(TEXT)
▽

16 Photos Show the Last Days (or Moments) of these Historic Icons

Anne Frank pictured with her sister Margot taken in 1942. boredpanda.com

15. Anne Frank

Arguably the most well-known victim of the Holocaust, Anne Frank was born on June 12, 1929, in Frankfurt, Germany. Anne’s family left Germany early after Hitler’s Nazi Party came into power and emigrated to Amsterdam in Holland. After the German Army invaded The Netherlands in 1941, the Franks were facing deportation to a forced-labour camp the following year. On July 9, 1942, the Franks and four other Jewish friends went into hiding in the back office and warehouse of Otto Frank’s (Anne’s father) food product business.
For just over two years the Franks along with their friends remained in hiding, receiving food and other supplies from non-Jewish friends until a tip-off from Dutch informers revealed their secret hiding place to the Gestapo. The family was sent to Westerbork, which was a transit camp located in The Netherlands. From there, they tragically ended up on the last ever transport from Westerbork to Auschwitz in German-occupied Poland on September 3, 1944. One month after arriving in Auschwitz, Anne and her sister Margot were transferred to Bergen-Belsen concentration camp. In early January, Anne’s mother died in Auschwitz just before the camp was evacuated on January 18, 1945.

In March 1945, the appalling, overcrowded and unsanitary conditions of Belsen led to an outbreak of typhus which tragically claimed the lives of Anne and her sister Margot just a few weeks before the liberation of the camp by the British on April 15, 1945. Anne’s father Otto Frank was found hospitalized in Auschwitz when the camp was liberated by the Russian Army on January 27, 1945. He was the only member of the family who survived.
Later, friends who had sifted through what was left behind by the Gestapo in the Franks hiding place found a diary that Anne had written during their time in hiding. Anne Frank’s diary entitled, “The Diary of a Young Girl” was published in 1947. Originally printed in Dutch, the diary was translated into more than 50 languages making it the most widely read diary of the Holocaust. In 1995 Anne’s diary was reprinted in English. It contained material previously omitted which made it one-third longer than the original published versions. The Franks hiding place is now a museum visited by people from all across the world.

△

(DATA SHOWN)
▽

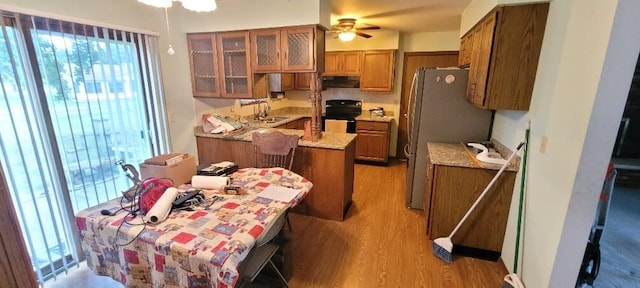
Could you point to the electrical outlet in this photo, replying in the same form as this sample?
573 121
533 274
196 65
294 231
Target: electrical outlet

△

(PROBLEMS TO SOLVE)
A) List every full date (day, month and year) that the Anne Frank text gives.
B) Answer these questions from the Anne Frank text:
(i) In what city was Anne Frank born?
(ii) What disease broke out at Belsen in March 1945?
(iii) In what year was "The Diary of a Young Girl" published?
C) Reproduce the Anne Frank text from "Anne Frank pictured" up to and including "food product business.".

(TASK RESPONSES)
A)
June 12, 1929
July 9, 1942
September 3, 1944
January 18, 1945
January 27, 1945
April 15, 1945

B)
(i) Frankfurt, Germany
(ii) Typhus
(iii) 1947

C)
Anne Frank pictured with her sister Margot taken in 1942. boredpanda.com

15. Anne Frank

Arguably the most well-known victim of the Holocaust, Anne Frank was born on June 12, 1929, in Frankfurt, Germany. Anne’s family left Germany early after Hitler’s Nazi Party came into power and emigrated to Amsterdam in Holland. After the German Army invaded The Netherlands in 1941, the Franks were facing deportation to a forced-labour camp the following year. On July 9, 1942, the Franks and four other Jewish friends went into hiding in the back office and warehouse of Otto Frank’s (Anne’s father) food product business.